— start RECORDS FOR THE TASK —
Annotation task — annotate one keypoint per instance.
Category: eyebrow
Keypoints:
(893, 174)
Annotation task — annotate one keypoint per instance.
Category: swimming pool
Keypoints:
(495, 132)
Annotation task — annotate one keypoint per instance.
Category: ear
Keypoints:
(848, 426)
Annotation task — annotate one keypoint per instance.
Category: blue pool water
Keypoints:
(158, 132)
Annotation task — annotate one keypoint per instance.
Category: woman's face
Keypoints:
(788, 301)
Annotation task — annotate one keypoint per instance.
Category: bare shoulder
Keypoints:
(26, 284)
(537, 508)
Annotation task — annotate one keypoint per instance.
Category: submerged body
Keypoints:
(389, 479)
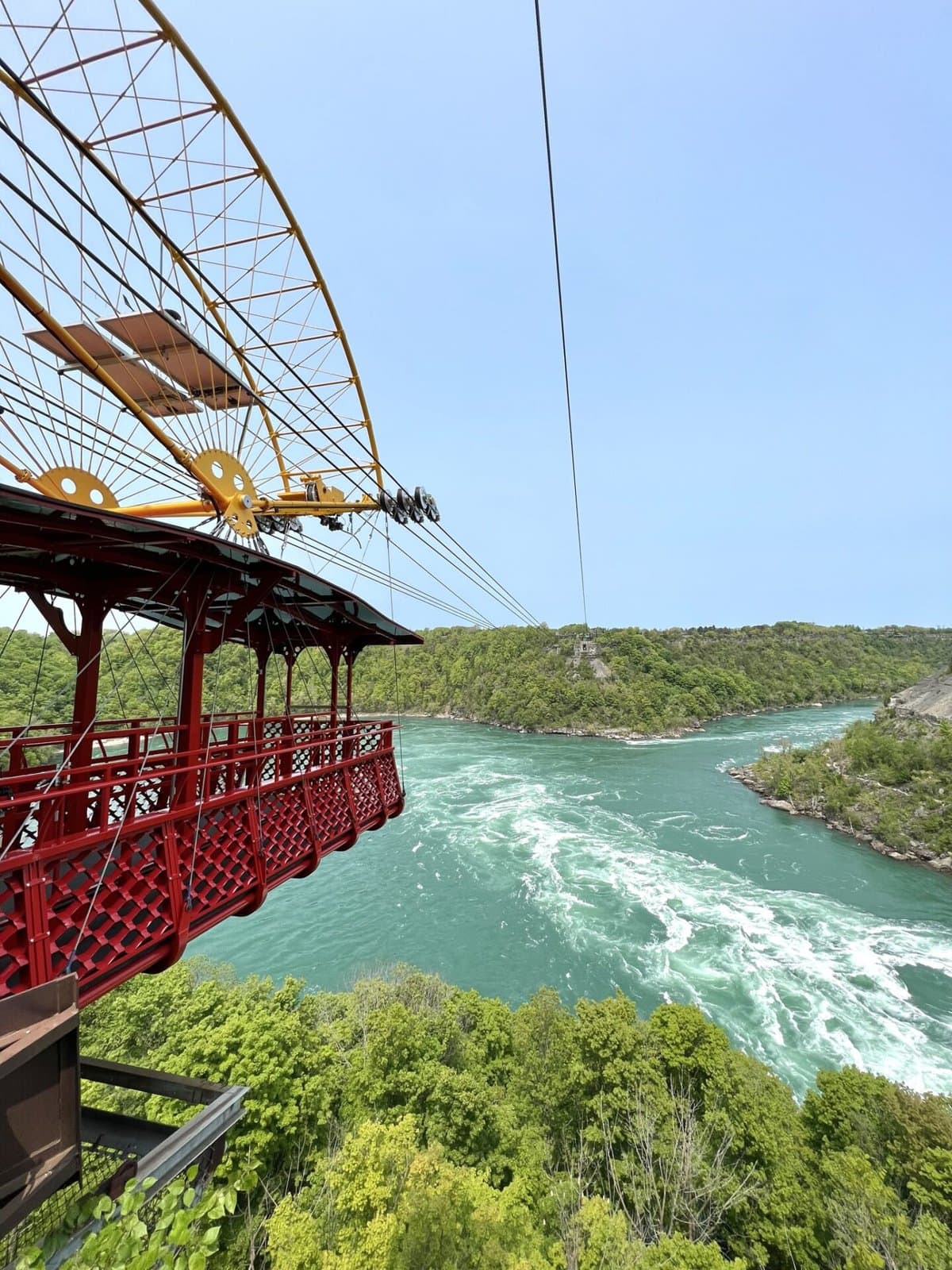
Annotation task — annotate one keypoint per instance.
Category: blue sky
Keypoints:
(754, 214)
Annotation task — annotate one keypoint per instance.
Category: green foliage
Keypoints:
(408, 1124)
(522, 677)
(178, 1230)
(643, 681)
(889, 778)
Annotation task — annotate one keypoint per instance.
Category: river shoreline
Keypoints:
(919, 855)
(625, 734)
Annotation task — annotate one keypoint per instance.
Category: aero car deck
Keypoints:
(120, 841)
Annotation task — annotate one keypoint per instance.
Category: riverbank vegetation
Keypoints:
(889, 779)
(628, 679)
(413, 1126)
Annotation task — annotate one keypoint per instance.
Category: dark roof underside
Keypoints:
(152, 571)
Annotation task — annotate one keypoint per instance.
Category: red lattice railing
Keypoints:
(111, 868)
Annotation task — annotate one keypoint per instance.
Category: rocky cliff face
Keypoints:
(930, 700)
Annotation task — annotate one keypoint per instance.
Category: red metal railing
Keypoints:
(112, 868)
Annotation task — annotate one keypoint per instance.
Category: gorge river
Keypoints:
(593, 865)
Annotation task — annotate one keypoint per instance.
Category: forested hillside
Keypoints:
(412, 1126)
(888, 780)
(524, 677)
— end RECORDS FOR THE TASK —
§ PROBLEM STATEMENT
Find every line in the data above that contains the string "pool" and copy each one.

§ FINAL RESULT
Category: swimming pool
Category: blue pool water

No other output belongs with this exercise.